Your objective: Go through the records below and report each line with "white" in it.

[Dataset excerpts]
▼▼▼

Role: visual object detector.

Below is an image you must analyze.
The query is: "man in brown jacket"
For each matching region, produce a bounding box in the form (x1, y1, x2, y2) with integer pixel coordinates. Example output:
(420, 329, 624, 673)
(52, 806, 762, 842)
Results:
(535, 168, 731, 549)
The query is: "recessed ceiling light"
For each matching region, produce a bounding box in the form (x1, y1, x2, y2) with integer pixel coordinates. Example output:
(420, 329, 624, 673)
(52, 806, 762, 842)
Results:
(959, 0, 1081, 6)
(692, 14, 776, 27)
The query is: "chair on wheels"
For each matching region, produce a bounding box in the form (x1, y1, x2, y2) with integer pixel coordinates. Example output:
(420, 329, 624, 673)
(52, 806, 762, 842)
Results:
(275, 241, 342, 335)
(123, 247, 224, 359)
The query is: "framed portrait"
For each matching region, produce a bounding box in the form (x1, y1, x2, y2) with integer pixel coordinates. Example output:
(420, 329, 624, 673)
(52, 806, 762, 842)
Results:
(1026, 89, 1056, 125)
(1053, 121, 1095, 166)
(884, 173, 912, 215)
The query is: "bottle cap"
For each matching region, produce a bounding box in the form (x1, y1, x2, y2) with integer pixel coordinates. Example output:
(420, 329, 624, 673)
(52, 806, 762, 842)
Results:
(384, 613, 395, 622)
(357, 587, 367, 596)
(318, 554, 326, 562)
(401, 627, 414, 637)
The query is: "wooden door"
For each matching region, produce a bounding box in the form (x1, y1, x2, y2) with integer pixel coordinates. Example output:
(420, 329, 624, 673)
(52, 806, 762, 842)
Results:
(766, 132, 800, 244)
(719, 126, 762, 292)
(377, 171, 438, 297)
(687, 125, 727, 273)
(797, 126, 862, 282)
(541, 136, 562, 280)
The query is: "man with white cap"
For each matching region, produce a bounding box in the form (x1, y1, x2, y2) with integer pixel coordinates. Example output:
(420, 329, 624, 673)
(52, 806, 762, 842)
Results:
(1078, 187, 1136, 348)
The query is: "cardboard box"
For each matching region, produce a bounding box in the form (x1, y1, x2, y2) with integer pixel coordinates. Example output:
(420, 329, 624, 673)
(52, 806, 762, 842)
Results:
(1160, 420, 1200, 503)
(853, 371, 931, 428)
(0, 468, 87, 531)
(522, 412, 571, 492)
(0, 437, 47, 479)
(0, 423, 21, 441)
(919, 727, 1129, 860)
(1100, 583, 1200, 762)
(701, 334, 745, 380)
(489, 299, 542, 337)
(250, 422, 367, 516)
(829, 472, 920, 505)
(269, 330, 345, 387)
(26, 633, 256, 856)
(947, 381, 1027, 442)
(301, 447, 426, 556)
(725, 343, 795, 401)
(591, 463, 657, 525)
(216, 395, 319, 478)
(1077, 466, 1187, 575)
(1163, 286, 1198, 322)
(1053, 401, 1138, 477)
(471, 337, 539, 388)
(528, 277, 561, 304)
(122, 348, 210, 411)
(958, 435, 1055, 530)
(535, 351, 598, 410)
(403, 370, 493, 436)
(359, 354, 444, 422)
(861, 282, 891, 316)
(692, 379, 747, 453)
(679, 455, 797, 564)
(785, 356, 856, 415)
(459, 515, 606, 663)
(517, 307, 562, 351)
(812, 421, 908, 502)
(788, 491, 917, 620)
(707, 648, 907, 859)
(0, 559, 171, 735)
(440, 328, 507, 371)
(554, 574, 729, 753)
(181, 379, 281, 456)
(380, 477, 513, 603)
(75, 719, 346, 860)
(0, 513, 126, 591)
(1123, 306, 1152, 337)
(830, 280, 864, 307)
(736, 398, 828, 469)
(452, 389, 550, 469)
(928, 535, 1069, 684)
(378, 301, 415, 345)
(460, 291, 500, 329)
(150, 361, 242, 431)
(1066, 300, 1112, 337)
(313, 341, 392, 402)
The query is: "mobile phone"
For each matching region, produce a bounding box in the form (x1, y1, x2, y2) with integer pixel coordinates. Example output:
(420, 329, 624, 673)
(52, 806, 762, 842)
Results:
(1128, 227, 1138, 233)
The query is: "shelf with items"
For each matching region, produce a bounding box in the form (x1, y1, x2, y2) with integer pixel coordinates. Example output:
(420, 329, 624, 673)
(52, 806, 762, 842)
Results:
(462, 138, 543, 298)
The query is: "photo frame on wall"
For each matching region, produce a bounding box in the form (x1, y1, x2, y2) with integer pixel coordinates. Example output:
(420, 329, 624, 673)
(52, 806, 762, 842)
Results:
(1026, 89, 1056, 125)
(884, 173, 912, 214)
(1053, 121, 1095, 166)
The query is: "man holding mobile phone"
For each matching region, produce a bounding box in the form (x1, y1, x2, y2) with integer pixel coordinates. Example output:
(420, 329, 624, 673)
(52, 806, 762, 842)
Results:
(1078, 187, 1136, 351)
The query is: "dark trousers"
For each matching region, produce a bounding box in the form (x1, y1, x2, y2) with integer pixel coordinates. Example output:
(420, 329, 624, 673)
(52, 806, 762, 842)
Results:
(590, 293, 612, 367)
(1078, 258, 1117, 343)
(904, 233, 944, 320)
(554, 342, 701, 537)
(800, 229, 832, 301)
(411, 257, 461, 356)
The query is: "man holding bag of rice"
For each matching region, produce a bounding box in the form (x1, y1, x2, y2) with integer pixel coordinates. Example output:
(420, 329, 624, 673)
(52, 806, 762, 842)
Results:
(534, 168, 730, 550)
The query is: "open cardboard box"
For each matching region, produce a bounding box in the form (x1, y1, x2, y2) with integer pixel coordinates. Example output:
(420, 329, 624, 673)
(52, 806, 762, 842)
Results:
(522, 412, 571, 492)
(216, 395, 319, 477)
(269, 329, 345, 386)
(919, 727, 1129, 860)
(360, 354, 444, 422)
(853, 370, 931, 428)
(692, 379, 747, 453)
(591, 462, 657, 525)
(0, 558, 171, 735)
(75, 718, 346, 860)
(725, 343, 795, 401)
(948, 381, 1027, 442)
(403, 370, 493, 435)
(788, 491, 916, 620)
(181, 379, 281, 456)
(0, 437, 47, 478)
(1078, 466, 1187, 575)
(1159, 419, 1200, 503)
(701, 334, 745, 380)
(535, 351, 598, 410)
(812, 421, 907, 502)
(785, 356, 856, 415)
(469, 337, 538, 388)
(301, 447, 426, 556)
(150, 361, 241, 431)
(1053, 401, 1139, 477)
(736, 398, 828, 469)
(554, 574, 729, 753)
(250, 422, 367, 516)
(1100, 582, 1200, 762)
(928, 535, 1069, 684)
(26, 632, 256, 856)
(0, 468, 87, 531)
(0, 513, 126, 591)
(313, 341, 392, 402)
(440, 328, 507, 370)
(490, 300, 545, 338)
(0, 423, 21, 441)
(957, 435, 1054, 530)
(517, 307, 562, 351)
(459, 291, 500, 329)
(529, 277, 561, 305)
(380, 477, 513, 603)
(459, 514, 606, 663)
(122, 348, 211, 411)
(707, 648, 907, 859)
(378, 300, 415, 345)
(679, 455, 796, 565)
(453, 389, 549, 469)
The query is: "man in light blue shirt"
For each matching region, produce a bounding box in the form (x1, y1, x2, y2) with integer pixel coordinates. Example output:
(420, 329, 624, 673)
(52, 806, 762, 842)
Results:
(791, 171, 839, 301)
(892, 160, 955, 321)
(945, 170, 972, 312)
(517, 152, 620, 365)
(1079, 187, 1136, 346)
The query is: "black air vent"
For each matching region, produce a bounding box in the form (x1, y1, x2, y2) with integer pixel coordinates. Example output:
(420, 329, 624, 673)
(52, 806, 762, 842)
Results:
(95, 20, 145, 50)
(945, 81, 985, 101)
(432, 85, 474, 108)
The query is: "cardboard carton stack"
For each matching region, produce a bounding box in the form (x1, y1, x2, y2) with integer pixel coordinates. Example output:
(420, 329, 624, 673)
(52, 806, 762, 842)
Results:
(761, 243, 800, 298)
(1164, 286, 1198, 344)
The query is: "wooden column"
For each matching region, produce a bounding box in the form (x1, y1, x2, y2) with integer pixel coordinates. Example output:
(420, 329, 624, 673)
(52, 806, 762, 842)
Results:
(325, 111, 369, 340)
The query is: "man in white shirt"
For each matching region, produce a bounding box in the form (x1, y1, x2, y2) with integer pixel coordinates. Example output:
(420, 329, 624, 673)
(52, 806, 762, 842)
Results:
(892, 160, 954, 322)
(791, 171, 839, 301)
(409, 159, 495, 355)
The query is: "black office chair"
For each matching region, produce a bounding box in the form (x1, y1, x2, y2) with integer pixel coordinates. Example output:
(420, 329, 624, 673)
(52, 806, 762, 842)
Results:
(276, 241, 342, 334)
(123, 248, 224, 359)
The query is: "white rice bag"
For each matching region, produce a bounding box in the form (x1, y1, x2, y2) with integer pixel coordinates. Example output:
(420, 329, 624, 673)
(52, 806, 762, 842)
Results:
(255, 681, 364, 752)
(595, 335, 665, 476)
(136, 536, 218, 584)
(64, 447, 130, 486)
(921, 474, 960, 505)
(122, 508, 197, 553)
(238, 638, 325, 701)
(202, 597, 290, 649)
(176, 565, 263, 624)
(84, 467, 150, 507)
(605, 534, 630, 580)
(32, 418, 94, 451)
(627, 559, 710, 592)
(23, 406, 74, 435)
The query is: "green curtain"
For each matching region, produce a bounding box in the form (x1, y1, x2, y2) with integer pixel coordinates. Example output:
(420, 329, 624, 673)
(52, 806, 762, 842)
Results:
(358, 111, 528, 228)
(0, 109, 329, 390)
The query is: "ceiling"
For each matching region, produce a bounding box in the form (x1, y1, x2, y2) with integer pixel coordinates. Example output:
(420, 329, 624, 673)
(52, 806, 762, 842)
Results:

▲▲▲
▼▼▼

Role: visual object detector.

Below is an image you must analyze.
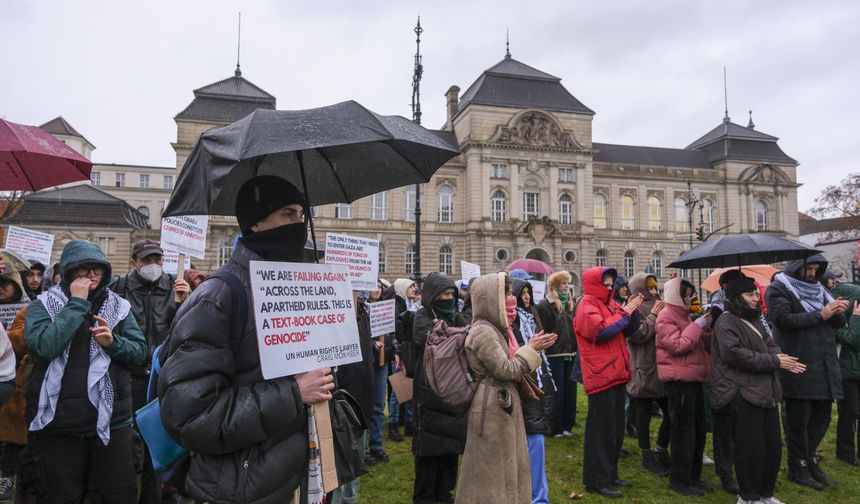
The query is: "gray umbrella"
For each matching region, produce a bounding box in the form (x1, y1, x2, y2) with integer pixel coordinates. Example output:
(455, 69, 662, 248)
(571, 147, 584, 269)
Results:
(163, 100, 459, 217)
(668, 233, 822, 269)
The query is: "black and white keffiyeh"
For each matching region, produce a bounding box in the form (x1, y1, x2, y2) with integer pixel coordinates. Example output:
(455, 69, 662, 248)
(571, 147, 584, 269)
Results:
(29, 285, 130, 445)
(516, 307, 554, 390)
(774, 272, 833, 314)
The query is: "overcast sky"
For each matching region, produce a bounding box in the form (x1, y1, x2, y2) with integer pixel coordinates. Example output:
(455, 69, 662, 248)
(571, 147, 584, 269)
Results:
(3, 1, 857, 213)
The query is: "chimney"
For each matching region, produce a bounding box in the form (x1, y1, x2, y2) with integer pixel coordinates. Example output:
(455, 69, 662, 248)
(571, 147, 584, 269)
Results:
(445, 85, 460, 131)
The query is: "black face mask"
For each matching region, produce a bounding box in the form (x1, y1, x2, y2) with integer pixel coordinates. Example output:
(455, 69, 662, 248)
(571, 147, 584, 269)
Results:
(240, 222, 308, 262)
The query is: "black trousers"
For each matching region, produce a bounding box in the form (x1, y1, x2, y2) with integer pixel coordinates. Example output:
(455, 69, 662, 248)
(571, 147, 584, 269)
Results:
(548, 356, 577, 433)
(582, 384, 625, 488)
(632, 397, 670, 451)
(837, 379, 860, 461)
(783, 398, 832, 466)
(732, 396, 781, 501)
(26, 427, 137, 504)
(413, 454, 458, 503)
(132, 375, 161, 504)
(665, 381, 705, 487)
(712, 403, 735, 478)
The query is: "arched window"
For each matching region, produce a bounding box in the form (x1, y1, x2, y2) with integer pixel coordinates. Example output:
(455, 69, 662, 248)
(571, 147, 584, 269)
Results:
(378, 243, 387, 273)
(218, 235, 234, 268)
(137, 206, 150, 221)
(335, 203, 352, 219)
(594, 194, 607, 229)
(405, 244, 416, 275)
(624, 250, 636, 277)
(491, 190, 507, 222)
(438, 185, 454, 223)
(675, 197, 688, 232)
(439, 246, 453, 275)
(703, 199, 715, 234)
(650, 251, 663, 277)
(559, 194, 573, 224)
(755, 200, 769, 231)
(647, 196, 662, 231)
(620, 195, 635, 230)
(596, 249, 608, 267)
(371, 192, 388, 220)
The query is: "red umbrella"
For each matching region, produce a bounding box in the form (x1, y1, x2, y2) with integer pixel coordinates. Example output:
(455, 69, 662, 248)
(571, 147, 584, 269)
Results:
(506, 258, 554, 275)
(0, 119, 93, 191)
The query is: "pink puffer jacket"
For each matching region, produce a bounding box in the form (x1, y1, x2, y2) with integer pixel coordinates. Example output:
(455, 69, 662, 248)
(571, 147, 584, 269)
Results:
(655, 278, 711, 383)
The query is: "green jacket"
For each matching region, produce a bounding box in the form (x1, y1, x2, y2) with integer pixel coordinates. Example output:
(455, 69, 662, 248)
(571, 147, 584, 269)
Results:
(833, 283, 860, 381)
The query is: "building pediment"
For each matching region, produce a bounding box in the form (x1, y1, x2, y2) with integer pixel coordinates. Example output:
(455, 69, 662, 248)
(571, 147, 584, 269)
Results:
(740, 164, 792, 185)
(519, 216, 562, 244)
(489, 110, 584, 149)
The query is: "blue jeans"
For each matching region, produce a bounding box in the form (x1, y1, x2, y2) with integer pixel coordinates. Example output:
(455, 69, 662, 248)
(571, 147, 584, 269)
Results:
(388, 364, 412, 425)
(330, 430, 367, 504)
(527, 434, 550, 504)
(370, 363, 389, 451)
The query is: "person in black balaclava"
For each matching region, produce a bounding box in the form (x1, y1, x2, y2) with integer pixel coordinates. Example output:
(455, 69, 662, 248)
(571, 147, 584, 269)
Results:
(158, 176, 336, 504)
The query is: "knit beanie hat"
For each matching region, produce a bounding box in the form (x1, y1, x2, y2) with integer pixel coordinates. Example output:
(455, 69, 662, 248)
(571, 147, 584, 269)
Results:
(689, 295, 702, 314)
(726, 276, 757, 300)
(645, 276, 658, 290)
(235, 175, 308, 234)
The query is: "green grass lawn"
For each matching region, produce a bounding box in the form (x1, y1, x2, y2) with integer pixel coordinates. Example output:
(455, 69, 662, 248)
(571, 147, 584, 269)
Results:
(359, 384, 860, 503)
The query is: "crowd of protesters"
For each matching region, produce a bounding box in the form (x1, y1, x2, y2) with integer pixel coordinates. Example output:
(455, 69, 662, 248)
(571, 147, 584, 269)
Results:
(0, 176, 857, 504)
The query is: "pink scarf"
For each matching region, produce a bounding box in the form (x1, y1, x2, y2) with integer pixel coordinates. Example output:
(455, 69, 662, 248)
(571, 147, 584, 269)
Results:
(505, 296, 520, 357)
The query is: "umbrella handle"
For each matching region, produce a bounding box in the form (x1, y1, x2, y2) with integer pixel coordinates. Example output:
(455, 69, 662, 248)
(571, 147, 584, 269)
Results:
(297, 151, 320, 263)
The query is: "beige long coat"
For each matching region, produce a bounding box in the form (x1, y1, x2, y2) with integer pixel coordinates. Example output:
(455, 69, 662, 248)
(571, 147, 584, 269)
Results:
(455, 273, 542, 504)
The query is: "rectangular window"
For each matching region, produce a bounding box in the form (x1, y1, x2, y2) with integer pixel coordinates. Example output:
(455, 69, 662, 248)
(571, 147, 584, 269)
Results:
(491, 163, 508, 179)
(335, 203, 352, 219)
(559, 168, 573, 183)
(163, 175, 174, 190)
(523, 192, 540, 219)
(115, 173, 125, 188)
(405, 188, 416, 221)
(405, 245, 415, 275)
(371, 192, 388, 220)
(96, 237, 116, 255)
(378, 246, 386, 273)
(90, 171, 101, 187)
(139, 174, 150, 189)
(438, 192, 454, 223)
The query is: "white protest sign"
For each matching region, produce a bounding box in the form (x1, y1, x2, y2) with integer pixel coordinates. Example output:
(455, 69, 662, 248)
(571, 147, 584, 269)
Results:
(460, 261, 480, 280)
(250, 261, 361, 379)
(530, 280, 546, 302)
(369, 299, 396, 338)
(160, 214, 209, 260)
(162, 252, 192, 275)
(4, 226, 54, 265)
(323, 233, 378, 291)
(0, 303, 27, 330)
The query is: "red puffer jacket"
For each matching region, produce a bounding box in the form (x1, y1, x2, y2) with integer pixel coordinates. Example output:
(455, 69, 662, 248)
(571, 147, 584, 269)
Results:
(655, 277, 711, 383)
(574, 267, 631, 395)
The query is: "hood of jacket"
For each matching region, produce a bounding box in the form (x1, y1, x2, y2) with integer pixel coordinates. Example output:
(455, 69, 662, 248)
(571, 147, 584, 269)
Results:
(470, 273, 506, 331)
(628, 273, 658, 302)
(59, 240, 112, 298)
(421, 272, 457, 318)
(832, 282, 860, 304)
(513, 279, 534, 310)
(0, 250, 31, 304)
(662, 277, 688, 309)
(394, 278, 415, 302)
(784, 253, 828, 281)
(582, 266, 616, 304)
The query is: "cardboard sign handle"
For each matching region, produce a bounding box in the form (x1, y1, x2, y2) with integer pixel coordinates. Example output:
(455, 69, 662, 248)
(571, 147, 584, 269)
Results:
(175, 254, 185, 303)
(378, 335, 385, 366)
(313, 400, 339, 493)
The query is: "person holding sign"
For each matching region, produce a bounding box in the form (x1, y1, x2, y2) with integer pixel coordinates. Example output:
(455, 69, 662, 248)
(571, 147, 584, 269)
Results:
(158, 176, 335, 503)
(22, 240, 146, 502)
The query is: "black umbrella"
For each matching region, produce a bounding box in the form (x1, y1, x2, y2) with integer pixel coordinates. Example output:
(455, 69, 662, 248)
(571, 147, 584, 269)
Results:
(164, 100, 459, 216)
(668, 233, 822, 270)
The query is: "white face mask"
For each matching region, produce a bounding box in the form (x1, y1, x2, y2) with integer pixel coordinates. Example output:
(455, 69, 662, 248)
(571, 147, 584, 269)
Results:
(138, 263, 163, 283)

▲▲▲

Result of the exercise:
The query is: "man with white cap"
The query is: "man in white shirt"
The query is: "white rice bag"
The query is: "black and white keffiyeh"
The query is: "white protest sign"
The query is: "white face mask"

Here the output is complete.